Source material -
_ _ _ _ _
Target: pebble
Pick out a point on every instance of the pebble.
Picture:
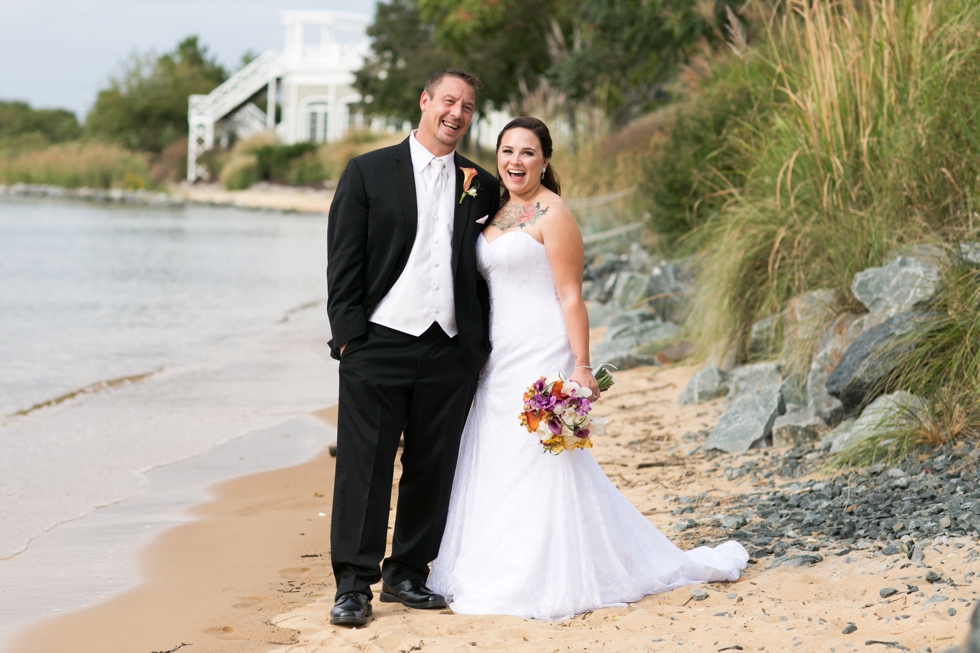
(860, 509)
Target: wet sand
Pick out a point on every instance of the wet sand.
(253, 574)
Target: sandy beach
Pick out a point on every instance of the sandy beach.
(253, 574)
(278, 198)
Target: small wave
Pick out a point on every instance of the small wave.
(92, 388)
(302, 307)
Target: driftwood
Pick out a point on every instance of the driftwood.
(179, 646)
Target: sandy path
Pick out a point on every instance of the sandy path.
(224, 583)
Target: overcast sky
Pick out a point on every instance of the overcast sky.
(59, 53)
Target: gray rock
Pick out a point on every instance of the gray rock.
(805, 316)
(794, 389)
(970, 252)
(668, 288)
(885, 413)
(799, 425)
(602, 314)
(709, 383)
(764, 334)
(630, 332)
(874, 355)
(834, 341)
(748, 421)
(639, 259)
(605, 293)
(750, 378)
(901, 285)
(630, 290)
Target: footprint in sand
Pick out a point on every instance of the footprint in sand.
(226, 632)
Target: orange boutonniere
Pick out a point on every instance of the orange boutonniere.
(468, 175)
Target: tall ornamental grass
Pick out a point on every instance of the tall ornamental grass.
(78, 165)
(862, 135)
(941, 364)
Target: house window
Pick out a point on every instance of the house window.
(316, 122)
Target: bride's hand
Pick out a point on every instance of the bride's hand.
(583, 376)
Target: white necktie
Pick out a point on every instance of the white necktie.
(436, 178)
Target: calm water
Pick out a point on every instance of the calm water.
(223, 307)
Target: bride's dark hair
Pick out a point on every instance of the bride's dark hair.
(551, 180)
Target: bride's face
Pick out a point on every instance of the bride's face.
(520, 161)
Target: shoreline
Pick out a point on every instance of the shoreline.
(253, 573)
(98, 558)
(267, 197)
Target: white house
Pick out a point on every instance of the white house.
(312, 78)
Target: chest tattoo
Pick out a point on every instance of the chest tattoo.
(517, 215)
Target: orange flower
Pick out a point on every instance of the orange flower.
(468, 175)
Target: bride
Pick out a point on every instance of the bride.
(531, 534)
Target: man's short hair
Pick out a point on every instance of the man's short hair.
(435, 79)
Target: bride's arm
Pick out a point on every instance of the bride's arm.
(563, 243)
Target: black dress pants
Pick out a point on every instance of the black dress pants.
(393, 383)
_ _ _ _ _
Goal -
Starting with the line with "Target: chest tattoo" and going on through the last line of the records, give each line as a string in a JSON list, leaving out any blank lines.

Correct result -
[
  "Target: chest tattoo",
  "Pick out a point on every instance of the chest tattoo.",
  "(517, 215)",
  "Target: orange flower",
  "Pick out a point on every instance of the orange flower.",
  "(468, 175)",
  "Target: bride",
  "Pick out a point on every instance of the bride.",
  "(531, 534)",
  "Target: man's short hair",
  "Pick out a point on every instance of the man's short hair.",
  "(435, 79)",
  "Target: bride's arm",
  "Pick out a point on every instance of the bride's arm.",
  "(563, 243)",
  "Target: black dress pants",
  "Pick out a point on every instance of the black dress pants.",
  "(393, 383)"
]